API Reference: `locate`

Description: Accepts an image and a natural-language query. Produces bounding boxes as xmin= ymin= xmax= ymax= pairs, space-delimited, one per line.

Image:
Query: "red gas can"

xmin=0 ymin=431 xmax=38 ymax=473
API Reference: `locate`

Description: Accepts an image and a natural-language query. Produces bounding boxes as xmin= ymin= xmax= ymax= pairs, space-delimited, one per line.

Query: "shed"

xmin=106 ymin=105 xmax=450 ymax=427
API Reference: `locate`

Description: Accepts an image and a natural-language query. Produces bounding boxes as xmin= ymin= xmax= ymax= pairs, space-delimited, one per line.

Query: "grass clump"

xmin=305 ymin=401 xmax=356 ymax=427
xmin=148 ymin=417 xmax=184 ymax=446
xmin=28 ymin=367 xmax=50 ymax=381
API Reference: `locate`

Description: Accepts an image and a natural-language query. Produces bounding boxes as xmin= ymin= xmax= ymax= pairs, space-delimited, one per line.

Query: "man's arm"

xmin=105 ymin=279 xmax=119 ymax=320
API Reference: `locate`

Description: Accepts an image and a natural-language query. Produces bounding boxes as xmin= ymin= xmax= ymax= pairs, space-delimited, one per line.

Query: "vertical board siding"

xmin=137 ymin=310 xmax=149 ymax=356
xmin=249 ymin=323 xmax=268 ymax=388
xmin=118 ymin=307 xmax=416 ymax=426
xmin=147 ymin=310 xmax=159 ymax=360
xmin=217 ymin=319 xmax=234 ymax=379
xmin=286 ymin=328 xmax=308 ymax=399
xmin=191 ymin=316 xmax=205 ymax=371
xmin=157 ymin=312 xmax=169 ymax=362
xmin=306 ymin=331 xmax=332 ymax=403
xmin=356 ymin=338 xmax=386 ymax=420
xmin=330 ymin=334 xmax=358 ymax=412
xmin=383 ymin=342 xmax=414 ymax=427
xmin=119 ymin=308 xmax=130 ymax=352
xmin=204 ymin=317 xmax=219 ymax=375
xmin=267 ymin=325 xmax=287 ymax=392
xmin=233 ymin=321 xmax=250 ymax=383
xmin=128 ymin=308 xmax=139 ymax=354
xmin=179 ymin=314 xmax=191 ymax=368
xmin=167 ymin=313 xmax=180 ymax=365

▶ PROMPT
Update the entries from the start of the entries through the line containing "xmin=0 ymin=431 xmax=38 ymax=473", both ends included. Replace "space-delimited" with "comma-delimited" and leave everything else unchanged.

▶ EXERCISE RESPONSE
API Reference: `locate`

Description: Accepts an image and a natural-language query. Produces bounding boxes as xmin= ymin= xmax= ymax= pairs, comma-delimited, one per line.

Image:
Query: "red gas can"

xmin=0 ymin=431 xmax=38 ymax=473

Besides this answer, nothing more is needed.